### [EXERCISE SET]
1. In the article on Cerebras and agent memory, what happens to an agent's working memory (KV Cache) with every step it executes?
2. Extend the article on Cerebras and agent memory, picking up right after its final sentence.

### [PASSAGE SHOWN]
=== Section Start ===

Understanding Cerebras: Compute Lets AI Learn to Think, Memory Lets Agents Learn to Work

五源资本五源资本·May 15, 2026

The Achilles' heel of the agent economy is memory.

Compute makes AI think; memory makes Agents work.

Cerebras went public this week, and Ben Thompson's latest article cuts to the heart of it: as AI evolves from "chatting" to "autonomously executing tasks," the bottleneck in chip architecture has shifted.

When you chat with Doubao, you're waiting for speed. When Kimi Claw runs a five-hour task for you, it doesn't care whether it's three seconds faster or thirty seconds slower — what matters is whether it can remember context, whether it can keep working. With every step it executes, its working memory (KV Cache) swells another layer. GPUs were designed for "humans waiting in front of screens": memory sits idle during prefill, compute sits idle during decode — half the time is spent waiting.

The real chokepoint isn't how fast you can compute; it's how much you can store, and how fast you can read it. More fundamentally, long-running agents transform KV Cache from temporary buffer into persistent working memory. Whoever can make that memory last longer, reuse it more efficiently, and do so at lower cost, holds the key to the Agent economy.

This matters far more than benchmark scores.

=== Section End ===

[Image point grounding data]
=== Section Start ===

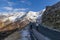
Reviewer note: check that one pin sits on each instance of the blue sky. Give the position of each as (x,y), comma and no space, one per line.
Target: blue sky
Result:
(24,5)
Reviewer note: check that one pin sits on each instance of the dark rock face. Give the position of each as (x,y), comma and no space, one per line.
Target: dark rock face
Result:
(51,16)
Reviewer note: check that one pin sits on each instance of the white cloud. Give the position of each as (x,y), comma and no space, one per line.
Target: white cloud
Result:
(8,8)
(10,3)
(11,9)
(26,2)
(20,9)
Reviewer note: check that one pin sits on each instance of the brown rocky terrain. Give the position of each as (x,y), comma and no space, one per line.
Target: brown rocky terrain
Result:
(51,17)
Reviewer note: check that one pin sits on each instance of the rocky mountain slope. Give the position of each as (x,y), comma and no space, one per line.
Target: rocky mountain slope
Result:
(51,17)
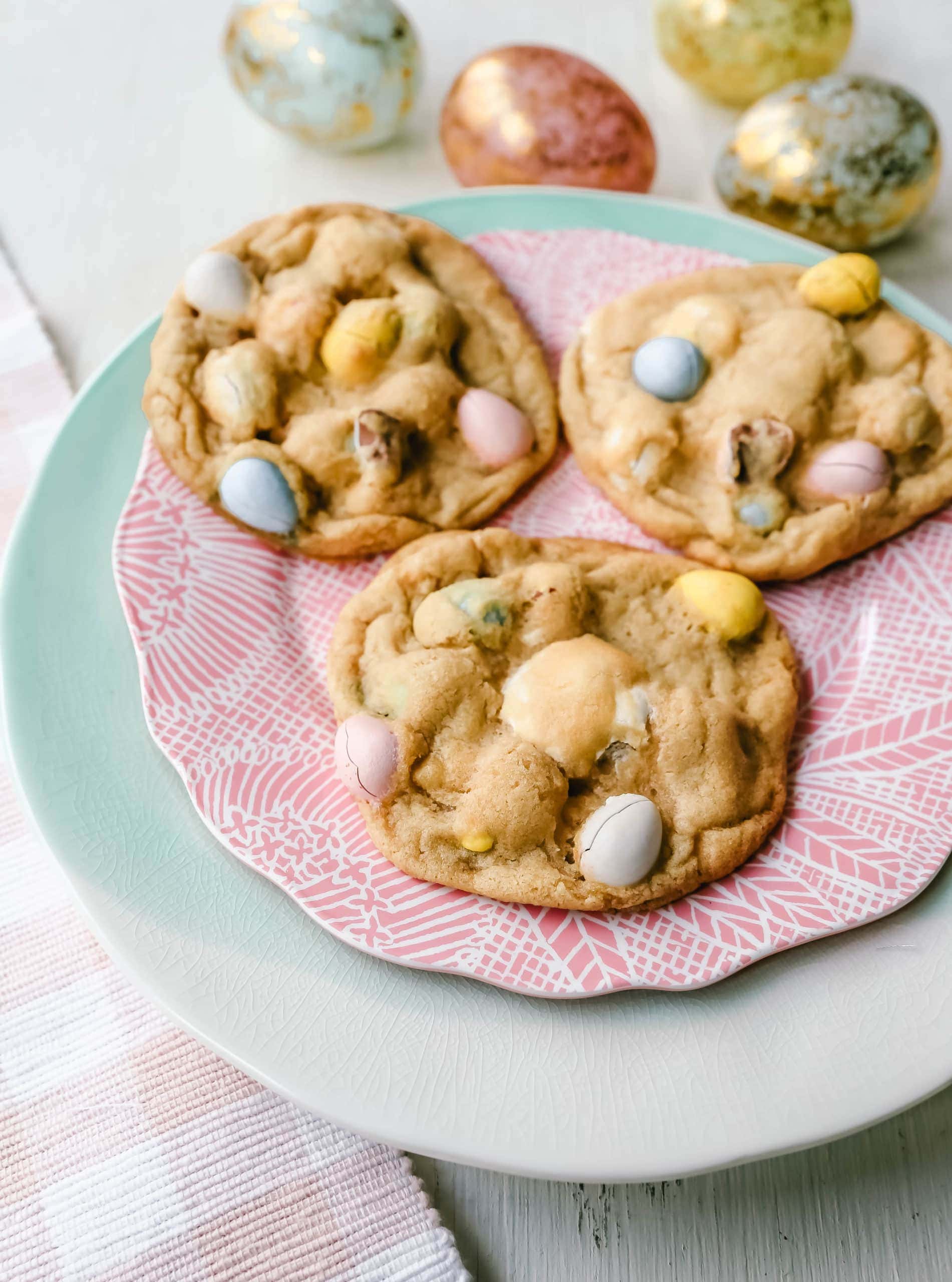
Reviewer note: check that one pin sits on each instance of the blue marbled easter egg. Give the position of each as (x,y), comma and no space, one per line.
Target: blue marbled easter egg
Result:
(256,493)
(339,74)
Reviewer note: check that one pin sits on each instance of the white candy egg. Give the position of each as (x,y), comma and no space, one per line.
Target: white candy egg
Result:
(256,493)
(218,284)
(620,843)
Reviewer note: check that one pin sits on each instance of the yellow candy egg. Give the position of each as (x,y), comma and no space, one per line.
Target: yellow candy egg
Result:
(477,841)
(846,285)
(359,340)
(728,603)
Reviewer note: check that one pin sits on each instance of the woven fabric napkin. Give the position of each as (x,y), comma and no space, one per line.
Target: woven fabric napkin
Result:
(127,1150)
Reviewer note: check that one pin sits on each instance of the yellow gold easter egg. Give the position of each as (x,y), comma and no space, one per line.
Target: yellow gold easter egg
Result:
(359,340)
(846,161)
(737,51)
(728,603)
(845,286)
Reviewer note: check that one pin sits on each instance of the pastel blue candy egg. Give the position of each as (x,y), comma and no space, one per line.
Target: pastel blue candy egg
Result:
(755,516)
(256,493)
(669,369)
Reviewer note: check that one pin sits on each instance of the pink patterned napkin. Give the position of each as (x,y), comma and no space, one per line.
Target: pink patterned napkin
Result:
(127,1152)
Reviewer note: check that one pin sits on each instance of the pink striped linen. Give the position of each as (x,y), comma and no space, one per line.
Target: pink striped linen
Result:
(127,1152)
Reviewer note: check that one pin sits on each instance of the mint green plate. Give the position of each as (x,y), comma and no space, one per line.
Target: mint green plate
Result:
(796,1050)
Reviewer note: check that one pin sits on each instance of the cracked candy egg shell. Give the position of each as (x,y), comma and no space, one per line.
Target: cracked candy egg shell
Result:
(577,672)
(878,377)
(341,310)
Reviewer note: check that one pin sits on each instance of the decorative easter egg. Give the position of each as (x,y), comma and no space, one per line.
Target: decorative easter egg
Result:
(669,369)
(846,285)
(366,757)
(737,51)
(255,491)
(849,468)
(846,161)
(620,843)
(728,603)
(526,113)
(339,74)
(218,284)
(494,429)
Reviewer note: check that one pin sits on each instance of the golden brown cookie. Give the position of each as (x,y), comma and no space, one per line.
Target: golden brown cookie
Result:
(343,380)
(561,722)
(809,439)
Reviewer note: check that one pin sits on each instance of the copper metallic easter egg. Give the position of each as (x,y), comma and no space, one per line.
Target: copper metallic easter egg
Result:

=== Section End ===

### [ANSWER SET]
1. It swells another layer.

2.
By Ben Thompson

If timing is everything, May 2026 is about as ideal as it gets for a chip company. Reuters reported over the weekend:

Two people familiar with the matter told Reuters on Sunday that Cerebras Systems is considering increasing the size and pricing of its initial public offering as soon as Monday, driven by sustained demand for the artificial intelligence chip company's stock. The sources said the company is considering raising the price range from its previously indicated $115–$125 per share to $150–$160 per share, and increasing the offering to 30 million shares from 28 million; both spoke on condition of anonymity because the information is not yet public.

The sustained rally in semiconductor stocks is, of course, fundamentally driven by AI — particularly the market's growing realization that agents will consume massive amounts of compute. But Cerebras points to a broader proposition: until now, the AI compute narrative has been almost entirely about GPUs, almost entirely about NVIDIA; the future landscape will grow increasingly heterogeneous.

The GPU Era

The story of how GPUs became the center of AI is well-worn, but briefly:

  • Just as rendering pixels on a screen is an embarrassingly parallel process — more processing units means faster graphics — AI computation works the same way: the number of processing units directly determines computational speed.
  • NVIDIA seized this "dual use" opportunity: it made graphics processors programmable, then pushed that programmability to all developers through CUDA, a complete software ecosystem.
  • The fundamental difference between graphics and AI lies in problem scale — models are vastly larger than video game textures. This drove two parallel evolutions: the dramatic expansion of high-bandwidth memory (HBM) capacity on individual GPUs, and major breakthroughs in chip-to-chip networking that enabled multiple chips to work together as an addressable system. NVIDIA led on both fronts.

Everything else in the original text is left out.